**** Record extracts ****

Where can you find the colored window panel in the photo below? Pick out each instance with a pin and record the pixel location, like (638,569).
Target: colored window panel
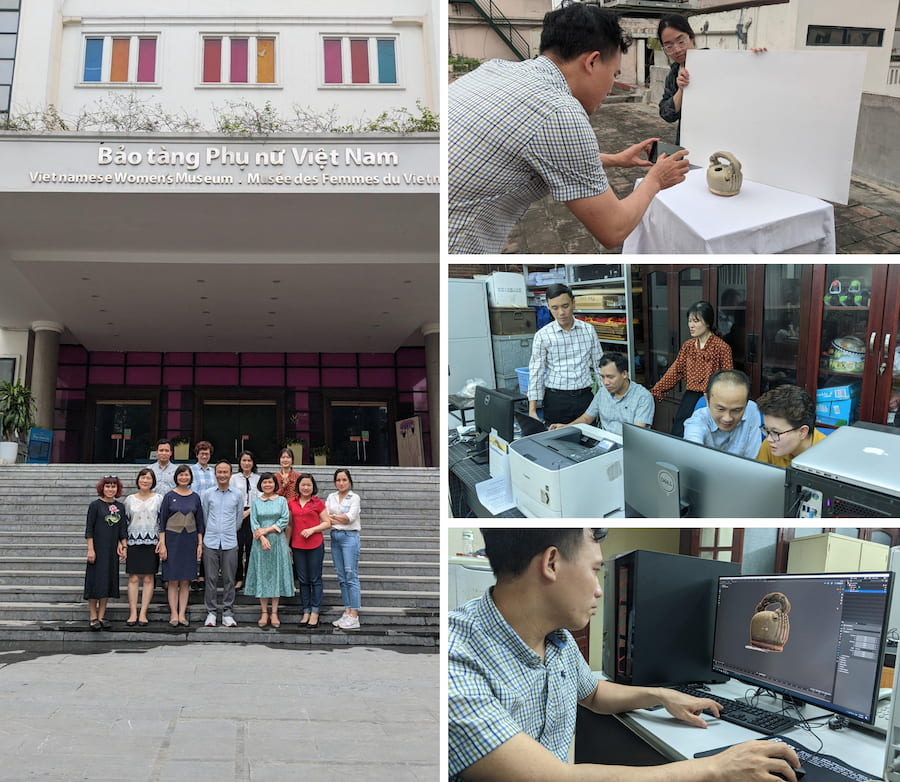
(359,60)
(387,62)
(119,69)
(239,48)
(265,60)
(147,60)
(333,64)
(212,60)
(93,59)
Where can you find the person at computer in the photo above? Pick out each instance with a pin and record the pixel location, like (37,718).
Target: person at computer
(789,425)
(618,401)
(730,420)
(562,356)
(516,675)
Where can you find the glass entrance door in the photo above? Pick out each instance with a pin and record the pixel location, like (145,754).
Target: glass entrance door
(360,433)
(122,430)
(234,426)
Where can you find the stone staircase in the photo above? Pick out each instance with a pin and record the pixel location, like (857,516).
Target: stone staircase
(42,562)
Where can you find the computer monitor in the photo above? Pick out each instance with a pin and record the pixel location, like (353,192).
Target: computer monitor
(817,638)
(667,477)
(494,409)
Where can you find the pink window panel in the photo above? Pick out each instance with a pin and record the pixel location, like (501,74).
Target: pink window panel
(359,60)
(217,359)
(216,376)
(239,48)
(339,359)
(262,376)
(334,73)
(339,378)
(376,360)
(304,378)
(178,376)
(106,375)
(147,60)
(212,60)
(71,377)
(262,359)
(376,378)
(142,376)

****

When you reach the line containing "Target: stone staircase" in the data above, retype it and each line after it through the final one, exactly as written.

Target: stone staircase
(42,562)
Where can you find the computer monitor in the photo above? Pick out each instance with a pin and record the pixel location, like (353,192).
Target: computer monitor
(817,638)
(667,477)
(494,409)
Where can you find the pink window panel in the photo above? Pick out each instance with a pin and record the pixel location, like (501,74).
Target: pink window panel
(359,60)
(217,359)
(216,376)
(239,48)
(339,359)
(262,376)
(334,73)
(339,378)
(376,360)
(304,378)
(178,376)
(106,375)
(147,60)
(212,60)
(71,377)
(262,359)
(376,378)
(142,376)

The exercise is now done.